• [作業内容]: 以下のエントリから、文字列「shirt」を含む行をすべて集める。

________

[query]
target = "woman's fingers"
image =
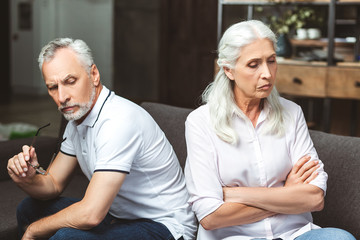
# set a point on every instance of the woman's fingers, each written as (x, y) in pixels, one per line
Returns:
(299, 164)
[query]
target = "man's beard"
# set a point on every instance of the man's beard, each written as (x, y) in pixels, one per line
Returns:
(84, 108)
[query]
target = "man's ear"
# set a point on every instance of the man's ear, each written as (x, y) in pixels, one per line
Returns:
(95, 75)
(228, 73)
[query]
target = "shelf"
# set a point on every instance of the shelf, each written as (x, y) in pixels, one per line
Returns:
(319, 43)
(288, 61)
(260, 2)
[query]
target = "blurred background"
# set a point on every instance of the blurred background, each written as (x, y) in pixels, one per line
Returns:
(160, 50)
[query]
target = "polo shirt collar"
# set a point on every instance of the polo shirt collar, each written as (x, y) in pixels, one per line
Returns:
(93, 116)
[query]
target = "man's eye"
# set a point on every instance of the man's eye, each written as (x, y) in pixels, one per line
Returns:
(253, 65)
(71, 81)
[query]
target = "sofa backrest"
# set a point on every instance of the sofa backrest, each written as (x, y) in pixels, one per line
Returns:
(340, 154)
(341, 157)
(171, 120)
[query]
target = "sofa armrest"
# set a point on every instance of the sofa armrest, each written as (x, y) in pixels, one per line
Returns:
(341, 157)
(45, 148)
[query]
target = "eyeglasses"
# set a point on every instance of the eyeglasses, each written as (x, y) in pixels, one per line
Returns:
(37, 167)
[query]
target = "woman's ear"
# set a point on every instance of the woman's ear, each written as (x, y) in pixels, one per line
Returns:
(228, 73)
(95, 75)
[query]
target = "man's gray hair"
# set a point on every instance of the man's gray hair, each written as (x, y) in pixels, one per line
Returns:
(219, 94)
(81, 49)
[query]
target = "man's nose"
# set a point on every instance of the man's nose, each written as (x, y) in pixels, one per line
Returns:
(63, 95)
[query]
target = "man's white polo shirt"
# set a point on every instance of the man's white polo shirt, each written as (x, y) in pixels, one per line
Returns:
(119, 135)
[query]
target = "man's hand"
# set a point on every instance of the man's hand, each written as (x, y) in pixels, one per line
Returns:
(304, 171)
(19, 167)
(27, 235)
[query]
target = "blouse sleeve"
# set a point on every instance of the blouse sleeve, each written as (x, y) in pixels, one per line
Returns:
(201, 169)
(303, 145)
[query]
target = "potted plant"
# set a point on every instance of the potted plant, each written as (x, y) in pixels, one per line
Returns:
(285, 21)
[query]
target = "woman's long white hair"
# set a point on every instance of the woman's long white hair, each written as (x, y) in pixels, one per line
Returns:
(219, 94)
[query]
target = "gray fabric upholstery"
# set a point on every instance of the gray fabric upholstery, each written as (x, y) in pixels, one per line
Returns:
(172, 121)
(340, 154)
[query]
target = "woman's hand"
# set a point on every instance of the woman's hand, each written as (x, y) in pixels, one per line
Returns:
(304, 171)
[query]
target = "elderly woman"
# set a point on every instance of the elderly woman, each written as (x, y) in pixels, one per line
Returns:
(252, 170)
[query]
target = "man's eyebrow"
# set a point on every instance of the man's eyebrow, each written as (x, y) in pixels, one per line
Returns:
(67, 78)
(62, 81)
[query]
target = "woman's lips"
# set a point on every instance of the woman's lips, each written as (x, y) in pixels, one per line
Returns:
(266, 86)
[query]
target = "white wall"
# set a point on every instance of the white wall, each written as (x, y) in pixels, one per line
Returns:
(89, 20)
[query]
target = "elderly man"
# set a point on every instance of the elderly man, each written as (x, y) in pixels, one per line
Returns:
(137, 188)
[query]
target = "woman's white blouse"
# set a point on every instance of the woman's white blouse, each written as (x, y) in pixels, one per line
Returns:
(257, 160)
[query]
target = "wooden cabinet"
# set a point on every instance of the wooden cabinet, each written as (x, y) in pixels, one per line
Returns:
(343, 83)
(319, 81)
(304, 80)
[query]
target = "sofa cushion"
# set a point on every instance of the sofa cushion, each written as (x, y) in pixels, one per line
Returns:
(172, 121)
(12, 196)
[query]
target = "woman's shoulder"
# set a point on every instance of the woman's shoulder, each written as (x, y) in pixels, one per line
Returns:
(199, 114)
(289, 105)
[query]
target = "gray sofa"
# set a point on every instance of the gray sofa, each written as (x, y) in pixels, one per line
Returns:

________

• [実行結果]:
target = "polo shirt collar"
# set a point on every instance of the polo shirt collar, each written as (x, y) in pixels, one per line
target = "man's white polo shirt"
# set a point on every instance of the man's white polo shirt, each written as (x, y) in pixels, one per line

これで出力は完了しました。